§ EXERCISE DETAILS
Copy each line of the listing below exactly and drop the images.

+ + + + + + +

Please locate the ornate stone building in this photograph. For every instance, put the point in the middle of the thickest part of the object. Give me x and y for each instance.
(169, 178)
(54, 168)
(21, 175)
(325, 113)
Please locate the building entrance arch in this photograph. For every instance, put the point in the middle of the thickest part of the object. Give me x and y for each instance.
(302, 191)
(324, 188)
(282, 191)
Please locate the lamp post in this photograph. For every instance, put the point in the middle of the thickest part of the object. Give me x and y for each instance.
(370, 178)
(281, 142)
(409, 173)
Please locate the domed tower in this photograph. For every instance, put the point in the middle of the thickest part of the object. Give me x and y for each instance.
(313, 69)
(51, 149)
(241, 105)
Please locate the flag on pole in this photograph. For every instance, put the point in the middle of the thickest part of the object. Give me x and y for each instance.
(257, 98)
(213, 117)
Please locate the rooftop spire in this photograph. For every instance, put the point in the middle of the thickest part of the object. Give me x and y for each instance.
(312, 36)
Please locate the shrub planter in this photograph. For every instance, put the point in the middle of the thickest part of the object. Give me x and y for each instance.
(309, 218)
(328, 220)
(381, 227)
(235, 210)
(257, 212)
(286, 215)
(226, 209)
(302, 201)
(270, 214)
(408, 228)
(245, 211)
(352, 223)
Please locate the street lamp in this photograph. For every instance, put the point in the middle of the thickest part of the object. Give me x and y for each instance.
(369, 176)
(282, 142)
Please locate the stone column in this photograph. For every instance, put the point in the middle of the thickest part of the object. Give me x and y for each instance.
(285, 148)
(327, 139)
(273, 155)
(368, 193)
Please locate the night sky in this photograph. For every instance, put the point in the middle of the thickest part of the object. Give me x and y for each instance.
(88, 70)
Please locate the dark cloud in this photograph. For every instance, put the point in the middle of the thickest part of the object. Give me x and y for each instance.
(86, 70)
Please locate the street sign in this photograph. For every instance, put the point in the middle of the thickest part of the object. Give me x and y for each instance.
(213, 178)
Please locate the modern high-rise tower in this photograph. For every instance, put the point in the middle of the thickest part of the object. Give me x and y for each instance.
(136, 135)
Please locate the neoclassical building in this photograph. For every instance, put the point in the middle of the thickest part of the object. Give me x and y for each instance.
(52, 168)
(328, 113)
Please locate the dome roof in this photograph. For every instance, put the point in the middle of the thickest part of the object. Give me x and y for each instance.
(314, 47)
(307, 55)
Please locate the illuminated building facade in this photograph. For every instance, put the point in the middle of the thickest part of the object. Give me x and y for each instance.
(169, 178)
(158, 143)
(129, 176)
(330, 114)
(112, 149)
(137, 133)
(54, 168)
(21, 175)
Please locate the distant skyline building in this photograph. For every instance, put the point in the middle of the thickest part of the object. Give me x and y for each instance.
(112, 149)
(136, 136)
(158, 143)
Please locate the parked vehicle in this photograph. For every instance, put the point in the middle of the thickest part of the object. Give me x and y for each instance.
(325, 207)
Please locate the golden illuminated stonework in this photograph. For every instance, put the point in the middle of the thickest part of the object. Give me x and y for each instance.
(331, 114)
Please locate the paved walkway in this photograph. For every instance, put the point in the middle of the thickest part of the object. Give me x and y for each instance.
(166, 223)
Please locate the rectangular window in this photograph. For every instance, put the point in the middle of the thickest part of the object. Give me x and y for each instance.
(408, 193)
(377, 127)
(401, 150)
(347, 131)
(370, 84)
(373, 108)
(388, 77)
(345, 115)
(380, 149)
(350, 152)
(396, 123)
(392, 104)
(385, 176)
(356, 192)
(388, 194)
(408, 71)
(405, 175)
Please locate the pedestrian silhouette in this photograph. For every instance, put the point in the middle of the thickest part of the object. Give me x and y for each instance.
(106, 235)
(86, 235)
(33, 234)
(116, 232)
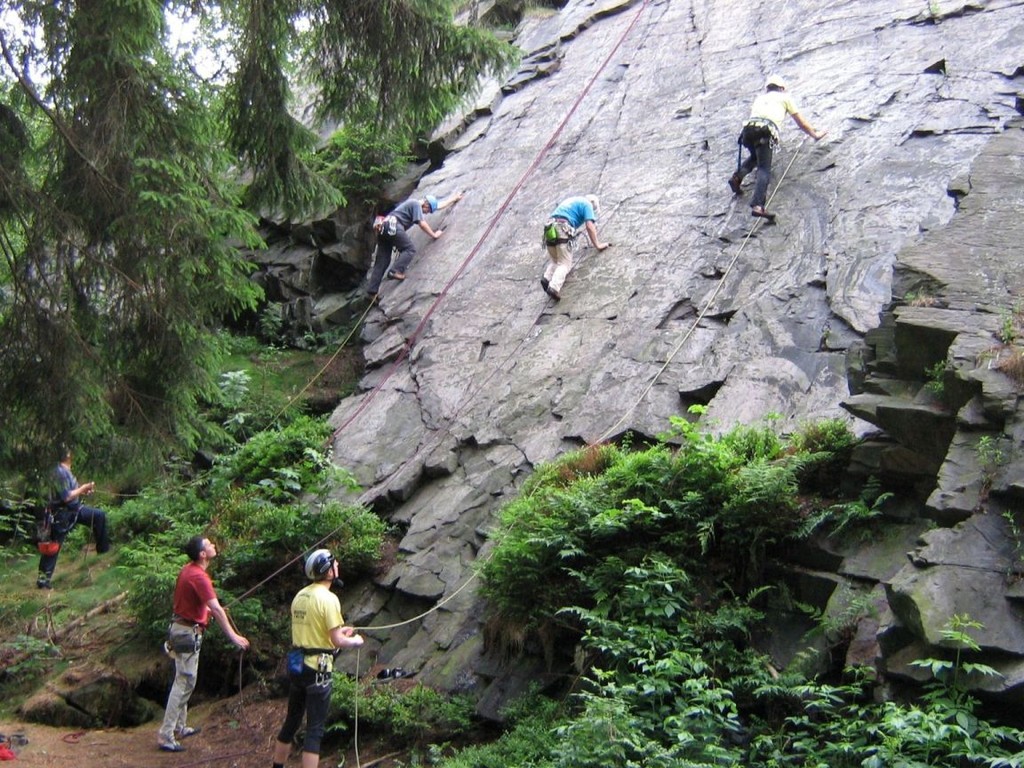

+ + + + + + +

§ RESULT OF THE EXERCISE
Please locate the ornate stone building in this photograph. For every instance, put the point in the middle of the thickest part of the object. Give me x and y for each instance.
(169, 178)
(54, 168)
(21, 175)
(325, 113)
Please locate the building entrance arch in this photograph. For every instance, put the point in the middle of the thickest part of the object. Give me x and y for each instance.
(302, 191)
(324, 188)
(282, 191)
Please locate the lamp post in this photograph. For every instance, put the point in the middle of the thickest part of the object. Give me x and y for each instance.
(370, 178)
(281, 142)
(409, 173)
Please locate the domed tower in this photograph. For every instance, put the point in the middle of the thickest part of the object. Give me x and y for each instance.
(313, 69)
(51, 149)
(241, 105)
Please locate the flag on pole in this photograph. For every instance, put the point in the middle of the thickest part of the object. Give me x and y for each instance.
(257, 98)
(213, 117)
Please locate the rooftop spire in this photograph. For every instance, put the point in the middle of the thickest part of the object. Give me x and y for each instance.
(312, 36)
Please locate the shrub planter in this photograph. For every instance, put the point in the middle of the thickest part of the object. Give me x and y for each instance.
(309, 218)
(328, 220)
(381, 227)
(235, 210)
(257, 212)
(286, 215)
(226, 209)
(302, 201)
(270, 214)
(408, 228)
(245, 211)
(352, 223)
Please locate the street lamp in this photograph. For every instance, put the point in the middle of the thickest part of the object. Give me x and y for each instance.
(369, 176)
(282, 142)
Please locate the stone column in this photograph. For every instance, put the point in the middle of the thickest part of the object. Give me x and y for each instance.
(285, 148)
(327, 139)
(273, 155)
(368, 193)
Please locate the night sky in this photograph. For every instance, put the point in the middle of the thickest part of the object. Give me x and y for each instance.
(88, 70)
Please locate the dark cloud in this photograph. For every instance, put the point in the middle of the thickest part of the object. Give me x and y for each instance.
(86, 70)
Please locate the street sign in this photograph. For every instance, put the point in the middle of the thickest part of the object. Give me x and y for each instance.
(213, 178)
Please locate the modern high-rise tower in this photograph. For every instance, put the point in the middle of the thickest part of the object. Give me x and y for each instance.
(136, 135)
Please locate the neoclassical building in this photograph. For every instance, put the point in the middle of the thickest part of the object. Give me x and y for each instance.
(52, 168)
(328, 113)
Please locate the dome roof in this photograph. For every instance, put the point in the middle of the thickest part of the object. Give me x and y for each instance.
(314, 47)
(307, 55)
Please locate the illuminated building facade in this photograph. For every instance, put the point in the middle of the thickest part of the object. Give me x and y for each instance.
(169, 178)
(158, 143)
(129, 176)
(330, 114)
(112, 149)
(137, 133)
(54, 168)
(21, 175)
Please locate the distant skyline building in this photograph. For every instance, put the point in the middle of the thickest part of the object. Give me x and y for each instance.
(112, 149)
(136, 136)
(158, 143)
Please locate the parked vehicle in this photograph. For every instance, put the point in the middle of the thickest part of the object. Give me x and y for each instance.
(325, 207)
Please locate the golden illuminated stonework in this photograph. For every instance, put the point in the middle of the thickest part of the object. Give me x and y for each instance.
(331, 114)
Please locate the paved walkway in this photograph. For every instance, put the point in the middle of the thickest part of the object. Give me x and y for each instance.
(166, 223)
Please locate the rectangular window in this photograph. For every instance, put the point in the middle of the thickest part of the object. Give me x and y for each instance.
(408, 193)
(377, 127)
(401, 150)
(347, 131)
(370, 84)
(373, 108)
(388, 77)
(345, 115)
(380, 149)
(350, 152)
(396, 123)
(392, 104)
(385, 176)
(356, 192)
(388, 194)
(408, 71)
(405, 175)
Please locate the pedestrian silhouette in this photograph. For every instance, put the point in the middle of the thickest part of the object. Give me x and y for each instance.
(106, 235)
(86, 235)
(33, 234)
(116, 232)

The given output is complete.